## Start Data listing

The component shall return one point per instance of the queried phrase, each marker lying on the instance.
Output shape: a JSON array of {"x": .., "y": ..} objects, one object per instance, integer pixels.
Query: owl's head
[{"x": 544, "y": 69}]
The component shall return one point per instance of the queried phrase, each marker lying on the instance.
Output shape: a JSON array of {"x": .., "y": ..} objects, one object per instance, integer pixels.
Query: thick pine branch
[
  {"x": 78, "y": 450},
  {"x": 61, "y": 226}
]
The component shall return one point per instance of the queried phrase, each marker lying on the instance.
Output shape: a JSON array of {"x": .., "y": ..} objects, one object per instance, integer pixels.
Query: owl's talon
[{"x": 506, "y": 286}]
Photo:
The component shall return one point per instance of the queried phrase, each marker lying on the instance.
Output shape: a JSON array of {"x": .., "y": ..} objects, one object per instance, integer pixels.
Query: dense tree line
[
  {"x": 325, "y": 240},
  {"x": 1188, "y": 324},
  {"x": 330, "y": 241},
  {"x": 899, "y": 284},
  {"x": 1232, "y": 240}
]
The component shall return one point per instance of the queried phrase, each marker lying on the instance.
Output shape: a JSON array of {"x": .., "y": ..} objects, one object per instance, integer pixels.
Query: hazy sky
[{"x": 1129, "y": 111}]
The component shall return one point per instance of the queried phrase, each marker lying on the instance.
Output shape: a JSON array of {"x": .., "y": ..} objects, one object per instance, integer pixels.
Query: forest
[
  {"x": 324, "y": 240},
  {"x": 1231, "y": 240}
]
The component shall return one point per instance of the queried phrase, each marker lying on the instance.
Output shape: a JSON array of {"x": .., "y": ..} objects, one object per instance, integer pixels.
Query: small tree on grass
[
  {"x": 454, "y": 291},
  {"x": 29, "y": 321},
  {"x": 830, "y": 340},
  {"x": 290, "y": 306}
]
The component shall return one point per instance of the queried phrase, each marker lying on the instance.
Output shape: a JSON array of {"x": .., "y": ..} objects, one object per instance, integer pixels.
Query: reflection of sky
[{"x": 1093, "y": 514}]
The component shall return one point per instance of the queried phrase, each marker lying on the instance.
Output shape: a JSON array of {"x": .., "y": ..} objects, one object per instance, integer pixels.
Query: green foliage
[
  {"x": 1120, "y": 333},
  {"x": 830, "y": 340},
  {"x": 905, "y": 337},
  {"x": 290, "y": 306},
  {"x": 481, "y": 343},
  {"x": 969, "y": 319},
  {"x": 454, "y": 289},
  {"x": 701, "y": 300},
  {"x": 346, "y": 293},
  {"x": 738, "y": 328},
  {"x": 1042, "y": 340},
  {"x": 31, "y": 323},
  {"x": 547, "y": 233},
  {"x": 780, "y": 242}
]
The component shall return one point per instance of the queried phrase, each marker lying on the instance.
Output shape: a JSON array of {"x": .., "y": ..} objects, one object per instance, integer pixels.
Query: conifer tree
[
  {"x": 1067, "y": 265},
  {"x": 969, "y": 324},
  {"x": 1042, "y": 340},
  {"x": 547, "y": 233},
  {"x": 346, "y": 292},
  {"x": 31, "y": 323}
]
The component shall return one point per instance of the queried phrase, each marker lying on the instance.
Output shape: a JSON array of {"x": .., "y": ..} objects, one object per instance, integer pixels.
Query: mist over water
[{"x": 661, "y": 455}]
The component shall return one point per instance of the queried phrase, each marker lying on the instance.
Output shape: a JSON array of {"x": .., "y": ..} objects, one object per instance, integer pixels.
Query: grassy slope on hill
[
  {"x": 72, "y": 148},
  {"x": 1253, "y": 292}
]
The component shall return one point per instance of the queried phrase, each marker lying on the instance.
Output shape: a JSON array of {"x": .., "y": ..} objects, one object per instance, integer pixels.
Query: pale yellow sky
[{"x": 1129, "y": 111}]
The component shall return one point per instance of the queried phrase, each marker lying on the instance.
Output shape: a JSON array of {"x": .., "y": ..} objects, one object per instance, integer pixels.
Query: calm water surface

## End Data listing

Exercise brief: All of the material must be reproduced exactly.

Task result:
The component shall return one point per instance of the queried phrase, each marker lying on the instance.
Output shape: a JSON array of {"x": .., "y": ..} objects, one object per instance, integer pixels.
Query: owl's head
[{"x": 544, "y": 69}]
The component shall return one point per instance of the queried phrase, each marker lying on the instance.
Output shape: a JSON array of {"x": .., "y": ..} objects, one object per instance, integer pixels.
Query: thick pine branch
[
  {"x": 78, "y": 450},
  {"x": 61, "y": 226}
]
The component shall return one point per instance of the queried phrase, each marker lying on the instance.
Output shape: a JSON array of {"x": .., "y": ..} objects, one object per instance, integer pixels.
Query: owl's talon
[{"x": 506, "y": 286}]
Photo:
The component shall return one point per instance of the queried phrase, each marker lying on the instance.
Output shape: a JSON array of {"x": .., "y": ..} objects, one object per instance, integer pixels.
Query: dense tree line
[
  {"x": 325, "y": 240},
  {"x": 1188, "y": 324},
  {"x": 330, "y": 241},
  {"x": 899, "y": 284},
  {"x": 1232, "y": 240}
]
The component shall return one point per instance of the queried phrase, each marker lying on the instance.
Output shape: a JSON array of {"x": .., "y": ..} objects, one object per instance, integer pixels.
Query: hazy sky
[{"x": 1129, "y": 111}]
The component shall return one point per instance of the queried phrase, each marker lying on the instance.
Output shape: a JSON array of {"x": .., "y": ..} objects, one object per instance, integer pixels.
Query: forest
[
  {"x": 324, "y": 240},
  {"x": 1231, "y": 240}
]
The component shall return one point per instance of the queried phrase, each marker lying on the instance.
Output shape: a JSON array of {"x": .., "y": ..} objects, one object per instance, integer pixels.
Query: small tree on grass
[
  {"x": 454, "y": 291},
  {"x": 29, "y": 321},
  {"x": 830, "y": 340},
  {"x": 290, "y": 306}
]
The component shall return one point per instance of the queried phrase, each marker lying on the instance.
Output shape: a JSON array of {"x": .., "y": ..} objects, one object per instance, integer pixels.
Query: reflection of sky
[{"x": 1093, "y": 514}]
The component shall return one point per instance of the queried phrase, each marker lying on the instance.
Output shape: a JSON array of {"x": .., "y": ..} objects, one object per instance, integer pixels.
Query: green foliage
[
  {"x": 1120, "y": 333},
  {"x": 830, "y": 340},
  {"x": 905, "y": 337},
  {"x": 290, "y": 306},
  {"x": 481, "y": 343},
  {"x": 969, "y": 319},
  {"x": 454, "y": 289},
  {"x": 701, "y": 300},
  {"x": 346, "y": 293},
  {"x": 738, "y": 328},
  {"x": 1042, "y": 340},
  {"x": 31, "y": 323},
  {"x": 547, "y": 233},
  {"x": 780, "y": 242}
]
The component shall return one point per instance of the queried phrase, each marker lying on the instance.
Output shape: a JSON array of {"x": .., "y": ..} objects, one object per instance, integer pixels.
Query: conifer tree
[
  {"x": 1067, "y": 265},
  {"x": 969, "y": 324},
  {"x": 1042, "y": 340},
  {"x": 547, "y": 233},
  {"x": 346, "y": 292},
  {"x": 31, "y": 323}
]
The component shall return one point per instance of the queried phrase, each marker lying on the instance.
Output shape: a JSON array of {"x": .., "y": ..} objects, one object per instance, integer pixels.
Query: mist over water
[{"x": 661, "y": 455}]
The component shall return one point per instance of the queried phrase, each marker lying on the instance.
Output shape: a JSON array of {"x": .., "y": ..} objects, one object per instance, integer pixels.
Query: grassy slope on hill
[
  {"x": 72, "y": 148},
  {"x": 1253, "y": 292}
]
The component shall return one point per instance of the queried phrase, each marker lying on the instance.
Output shape: a JSON array of {"x": .., "y": ..} objects, one object per instance, integer pixels.
Query: pale yellow sky
[{"x": 1129, "y": 111}]
The component shall return one point per instance of the queried phrase, each marker lying on the instance.
Output shape: a JSON array of {"x": .., "y": ..} objects, one object per instance, integer pixels.
Query: calm water surface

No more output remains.